_Source excerpt_
At the Association of Corporate Treasurers Annual Conference in Glasgow, on 14-16 May, CTMfile asked Bank of America Merrill Lynch's Dennis Sweeney, Treasury Solutions executive (ex-corporate treasurer at General Electric), and Matthew Davies, head of EMEA Strategic Solution Delivery, what they think are the 'low hanging fruits', their tips on cash flow forecasting and in working capital management.

Cash flow forecasting

In cash flow forecasting their tips were:
    •    the key is the ERP source data and forecasts: use effective tools to extract the basic payables and receivables payment data from across the company/group, and, if possible, adjust these A/R and A/P entries for each client by referring to past payment patterns, e.g. client A normally pays before the due date, while client B pays a couple of days late
    •    ensure that the departments in the local business units are involved in putting together the cash flow forecasts for their unit via a web-based solution
    •    use a treasury management system to bring all the cash flow forecast data together with the bank balances and treasury activity into an actionable position
    •    use scorecards to evaluate the accuracy of the business unit's forecasts and publish the results to create competition between the units to improve their forecast accuracy
    •    the bigger and more complex with many lines of business, the more difficult it is to forecast. It may be more effective to adopt a top down forecasting methodology.

_Goals_
- A) In the treasury tips excerpt, do these statements agree with the text? Answer yes or no for each, and quote the words that decide it. (i) The conference took place in Glasgow. (ii) Dennis Sweeney is the head of EMEA Strategic Solution Delivery. (iii) The scorecard results should be kept private within each business unit.
- B) Which organizations does the treasury tips excerpt name? List every one.
- C) Carry on the treasury tips excerpt from its last sentence, in the same style.

Location identification entries:
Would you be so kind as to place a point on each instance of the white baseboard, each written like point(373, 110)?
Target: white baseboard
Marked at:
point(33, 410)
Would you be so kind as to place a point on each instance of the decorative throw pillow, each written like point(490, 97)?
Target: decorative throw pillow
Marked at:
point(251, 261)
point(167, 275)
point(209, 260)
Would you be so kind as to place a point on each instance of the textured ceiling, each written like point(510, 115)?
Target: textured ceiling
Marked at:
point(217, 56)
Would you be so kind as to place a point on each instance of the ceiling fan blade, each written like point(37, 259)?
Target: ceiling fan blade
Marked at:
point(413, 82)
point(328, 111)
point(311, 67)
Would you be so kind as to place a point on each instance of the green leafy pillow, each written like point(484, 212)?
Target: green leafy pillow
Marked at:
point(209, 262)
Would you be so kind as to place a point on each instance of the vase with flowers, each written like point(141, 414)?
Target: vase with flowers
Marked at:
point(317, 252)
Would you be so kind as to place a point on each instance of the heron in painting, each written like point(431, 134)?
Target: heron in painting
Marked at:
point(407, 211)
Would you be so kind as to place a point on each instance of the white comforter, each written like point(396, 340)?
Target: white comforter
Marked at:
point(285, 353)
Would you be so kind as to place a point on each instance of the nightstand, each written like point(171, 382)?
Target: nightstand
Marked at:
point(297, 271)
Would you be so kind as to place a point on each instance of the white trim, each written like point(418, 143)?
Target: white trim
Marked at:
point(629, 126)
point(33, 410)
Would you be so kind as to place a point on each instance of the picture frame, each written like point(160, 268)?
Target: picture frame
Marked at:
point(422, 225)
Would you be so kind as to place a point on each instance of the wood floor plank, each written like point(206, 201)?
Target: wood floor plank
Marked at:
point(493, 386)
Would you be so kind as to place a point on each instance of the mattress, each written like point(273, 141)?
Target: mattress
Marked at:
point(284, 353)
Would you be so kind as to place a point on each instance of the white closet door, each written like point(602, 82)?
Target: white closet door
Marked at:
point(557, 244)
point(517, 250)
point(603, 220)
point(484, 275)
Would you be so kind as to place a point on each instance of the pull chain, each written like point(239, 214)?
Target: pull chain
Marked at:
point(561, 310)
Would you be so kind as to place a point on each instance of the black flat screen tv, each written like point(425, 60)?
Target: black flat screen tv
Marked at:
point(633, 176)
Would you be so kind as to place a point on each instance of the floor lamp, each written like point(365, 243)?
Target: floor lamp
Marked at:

_Answers to the tasks_
- A)
(i) Yes: "Association of Corporate Treasurers Annual Conference in Glasgow"
(ii) No: "Matthew Davies, head of EMEA Strategic Solution Delivery"
(iii) No: "publish the results to create competition between the units"

- B) Association of Corporate Treasurers, CTMfile, Bank of America Merrill Lynch, General Electric

- C)
Working capital efficiency

In working capital management their tips were:
    •    make working capital efficiency an integral part of how your company operates and give working capital efficiency objectives to every department no matter how small
    •    use increases in working capital efficiency to improve your credit rating
    •    accept that the basic liquidity flows in the company have a major impact on working capital efficiency, they need to be managed together
    •    accept that in many organisations working capital is not just the corporate treasurer's responsibility, it can be much more the financial controller's responsibility, e.g. inventory levels
    •    where appropriate, enable central treasury team, e.g. the in-house bank, to be the “global process owner” across finance teams to provide an enterprise view and programme
    •    manage working capital at the process level, measure and manage process cycle times – do not rely only on financial ratios  – such as  DPO, DSO, DIH – as they do not provide a cause and effect relationship
    •    in managing payables:

  1.     corporate treasurers have an important role to ensure that payments are paid on the target date for that payment – taking into considerations policy, terms and contracts
  2.     move from paper preferably via ACH or purchase cards
  3.     with smaller suppliers, consider putting large ticket items onto a purchase card to extend your DPO. Then negotiate (on a bilateral basis) how the merchant interchange fee rebate is allocated to create a win-win situation for both the buyer and the supplier. N.B. In some situations virtual cards are used to facilitate this type of arrangement.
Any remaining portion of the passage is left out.